Start of TEXT PASSAGE

Including a stochastic node with fixed parameters in a model

I am fitting a tree growth model in two stages, first by fitting a model that predicts potential/maximum growth, then by fitting a model that adds additional covariates to estimate the constraints on potential growth. I accomplish the first model by using quantile regression (using the AsymmetricLaplaceQuantile for likelihood). The posterior for the 3 coefficients of the potential growth model, b_potential are well-described by a multivariate normal (MVN) distribution. I would like to incorporate this potential growth model into the potential*modifier model, but prevent MCMC or SVI from treating the parameters for the potential growth components as tunable. Is there a way to do this?

In contrast to the potential growth model, which I fit with an Asymmetric Laplace likelihood to model the 95th percentile of growth, I am fitting the potential*modifier model with a Laplace likelihood to predict the mean growth response.

If I simply include the location and covariance_matrix for the MVN describing the coefficients for estimating potential growth in the potential*modifier model as a latent MVN, when I fit the model using SVI or MCMC, it modifies the parameters of the potential growth MVN in way that changes them significantly from their values I initialize them with (which were retrieved by fitting the potential growth model).

I tried defining the mean and covariance matrix of the MVN as observed parameters so that they wouldn’t be modified or sampled during MCMC, and feed these into a latent MVN distribution, but every step of the MCMC is divergent. This is what I tried:

mvn_mu = numpyro.sample("mvn_mu", dist.Uniform(low=pot_loc, high=pot_loc), obs=pot_loc)
mvn_sigma = numpyro.sample("mvn_sigma", dist.Uniform(low=pot_cov, high=pot_cov), obs=pot_cov)
mvn = numpyro.sample("mvn", dist.MultivariateNormal(mvn_mu, mvn_sigma))

End of TEXT PASSAGE

● GIVEN TASK A
Rewrite the stretch of the listing from the line containing "In the picture above, where can the winglet" through the end of the listing, swapping "winglet" for "wingtip fence" and keeping everything else the same.

Start of DATASET ENTRIES

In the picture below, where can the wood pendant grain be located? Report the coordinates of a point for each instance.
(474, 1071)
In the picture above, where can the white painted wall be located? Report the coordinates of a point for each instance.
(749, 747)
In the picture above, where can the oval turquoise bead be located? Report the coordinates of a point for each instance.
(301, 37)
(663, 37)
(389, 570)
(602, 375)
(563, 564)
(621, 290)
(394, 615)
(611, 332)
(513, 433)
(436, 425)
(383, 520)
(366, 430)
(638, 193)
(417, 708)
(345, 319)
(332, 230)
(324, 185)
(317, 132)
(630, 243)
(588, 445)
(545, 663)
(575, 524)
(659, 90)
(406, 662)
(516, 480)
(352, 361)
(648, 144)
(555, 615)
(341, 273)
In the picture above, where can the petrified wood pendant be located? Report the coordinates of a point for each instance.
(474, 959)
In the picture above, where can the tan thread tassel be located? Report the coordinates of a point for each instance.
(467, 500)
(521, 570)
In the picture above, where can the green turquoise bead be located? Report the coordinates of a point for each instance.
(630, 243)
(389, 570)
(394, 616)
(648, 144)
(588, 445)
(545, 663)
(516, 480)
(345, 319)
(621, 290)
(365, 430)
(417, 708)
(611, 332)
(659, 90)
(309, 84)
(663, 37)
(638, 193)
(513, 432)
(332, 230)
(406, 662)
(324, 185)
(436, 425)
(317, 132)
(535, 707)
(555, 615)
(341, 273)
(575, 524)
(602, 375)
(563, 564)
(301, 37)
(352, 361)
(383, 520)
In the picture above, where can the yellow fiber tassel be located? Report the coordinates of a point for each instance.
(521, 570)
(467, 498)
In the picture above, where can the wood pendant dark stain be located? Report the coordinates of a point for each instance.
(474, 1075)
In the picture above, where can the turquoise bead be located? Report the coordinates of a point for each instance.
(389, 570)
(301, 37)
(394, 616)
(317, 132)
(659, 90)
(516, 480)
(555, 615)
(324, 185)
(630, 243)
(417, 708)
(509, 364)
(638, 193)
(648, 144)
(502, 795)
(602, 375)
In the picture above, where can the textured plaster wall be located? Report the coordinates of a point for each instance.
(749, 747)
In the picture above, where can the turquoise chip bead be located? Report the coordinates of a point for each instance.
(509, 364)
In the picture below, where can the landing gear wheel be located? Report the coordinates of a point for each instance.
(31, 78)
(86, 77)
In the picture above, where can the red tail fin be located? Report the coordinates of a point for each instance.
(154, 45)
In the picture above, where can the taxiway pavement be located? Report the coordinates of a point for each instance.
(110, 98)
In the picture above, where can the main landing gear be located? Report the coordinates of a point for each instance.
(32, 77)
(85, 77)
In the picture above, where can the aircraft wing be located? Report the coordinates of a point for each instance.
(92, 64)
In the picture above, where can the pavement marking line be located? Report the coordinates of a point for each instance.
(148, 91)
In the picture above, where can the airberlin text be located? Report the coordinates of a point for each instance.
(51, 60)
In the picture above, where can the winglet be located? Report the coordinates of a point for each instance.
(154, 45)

End of DATASET ENTRIES

● GIVEN TASK B
In the tree growth thread, which likelihood is used to fit the potential*modifier model?

● EXERCISE OUTPUT A
In the picture above, where can the wingtip fence be located? Report the coordinates of a point for each instance.
(154, 45)

● EXERCISE OUTPUT B
A Laplace likelihood, used to predict the mean growth response.